## AIM OF THE EXERCISE
Please write out again everything from the line containing "Can you spot the umpire's black" down to the line containing "x=188, y=154", both included and with the requests kept, multiplying every coordinate in the answers by 2.15 and rounding each result to a whole number, with halves rounded up. Leave the lines outside this stretch out.

## RECORD SET
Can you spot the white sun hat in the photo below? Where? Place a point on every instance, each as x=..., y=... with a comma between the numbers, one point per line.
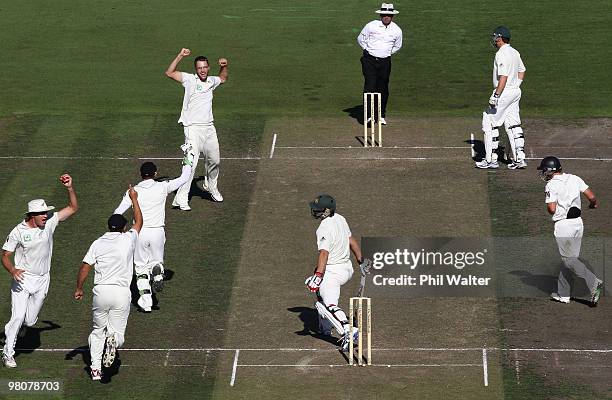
x=38, y=205
x=387, y=8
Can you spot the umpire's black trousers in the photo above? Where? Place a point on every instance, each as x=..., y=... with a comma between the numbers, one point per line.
x=376, y=72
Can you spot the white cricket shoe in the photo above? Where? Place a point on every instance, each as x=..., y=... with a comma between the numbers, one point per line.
x=111, y=350
x=484, y=164
x=96, y=374
x=8, y=361
x=216, y=196
x=517, y=165
x=346, y=340
x=560, y=299
x=597, y=293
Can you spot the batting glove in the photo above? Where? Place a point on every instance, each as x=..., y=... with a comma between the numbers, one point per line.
x=493, y=100
x=314, y=282
x=365, y=266
x=188, y=154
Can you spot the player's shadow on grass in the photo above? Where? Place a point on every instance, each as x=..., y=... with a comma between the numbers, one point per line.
x=197, y=190
x=107, y=373
x=544, y=283
x=310, y=319
x=355, y=112
x=168, y=275
x=31, y=340
x=479, y=151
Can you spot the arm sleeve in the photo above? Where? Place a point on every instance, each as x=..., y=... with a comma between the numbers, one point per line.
x=362, y=38
x=12, y=241
x=90, y=257
x=124, y=205
x=521, y=65
x=323, y=239
x=502, y=64
x=551, y=194
x=216, y=81
x=180, y=181
x=52, y=222
x=398, y=43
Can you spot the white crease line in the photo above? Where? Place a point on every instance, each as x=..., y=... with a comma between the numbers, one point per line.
x=273, y=144
x=517, y=369
x=472, y=151
x=234, y=368
x=110, y=158
x=346, y=365
x=383, y=148
x=485, y=369
x=167, y=357
x=297, y=349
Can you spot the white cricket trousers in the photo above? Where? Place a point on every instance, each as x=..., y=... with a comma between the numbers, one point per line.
x=111, y=308
x=148, y=253
x=335, y=276
x=508, y=109
x=568, y=234
x=27, y=298
x=204, y=140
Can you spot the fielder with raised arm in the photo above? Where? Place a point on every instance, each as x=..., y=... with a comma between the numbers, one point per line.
x=149, y=253
x=112, y=256
x=197, y=119
x=508, y=74
x=563, y=203
x=32, y=244
x=334, y=267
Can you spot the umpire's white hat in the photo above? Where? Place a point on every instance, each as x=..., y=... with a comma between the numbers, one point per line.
x=38, y=206
x=387, y=9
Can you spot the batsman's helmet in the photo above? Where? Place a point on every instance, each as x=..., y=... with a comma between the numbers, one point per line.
x=322, y=206
x=548, y=166
x=500, y=32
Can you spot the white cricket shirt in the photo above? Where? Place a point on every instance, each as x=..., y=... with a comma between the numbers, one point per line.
x=197, y=101
x=379, y=40
x=33, y=247
x=508, y=63
x=333, y=235
x=112, y=256
x=564, y=189
x=152, y=198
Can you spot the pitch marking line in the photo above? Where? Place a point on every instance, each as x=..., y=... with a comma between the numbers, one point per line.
x=235, y=368
x=273, y=144
x=485, y=369
x=204, y=349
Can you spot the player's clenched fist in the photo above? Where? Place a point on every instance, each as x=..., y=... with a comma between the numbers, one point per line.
x=66, y=180
x=313, y=282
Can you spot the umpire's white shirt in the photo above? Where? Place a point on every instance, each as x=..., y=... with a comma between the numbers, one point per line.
x=379, y=40
x=33, y=247
x=197, y=101
x=113, y=256
x=508, y=62
x=333, y=235
x=564, y=189
x=152, y=198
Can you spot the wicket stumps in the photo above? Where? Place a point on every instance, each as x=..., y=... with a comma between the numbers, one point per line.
x=358, y=301
x=372, y=99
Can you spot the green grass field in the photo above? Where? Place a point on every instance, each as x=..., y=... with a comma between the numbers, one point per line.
x=83, y=91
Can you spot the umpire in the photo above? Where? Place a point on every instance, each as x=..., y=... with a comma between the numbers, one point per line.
x=379, y=39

## WRITTEN RESPONSE
Can you spot the umpire's black trousers in the photo above? Where? Place a point on every instance, each as x=..., y=... with a comma between the numbers, one point per line.
x=808, y=155
Can you spot the white cricket shoe in the photo above? Where? Place a point on every instance, each as x=..., y=... with a comma between the numbers, one point per line.
x=239, y=753
x=1041, y=353
x=206, y=804
x=17, y=776
x=464, y=421
x=1112, y=355
x=744, y=731
x=1204, y=643
x=1284, y=630
Can you spot the batting glove in the photo above? Where? Place a point on every instance, each as x=..., y=... with a comma between the numbers, one point per line.
x=1060, y=215
x=675, y=606
x=785, y=572
x=404, y=331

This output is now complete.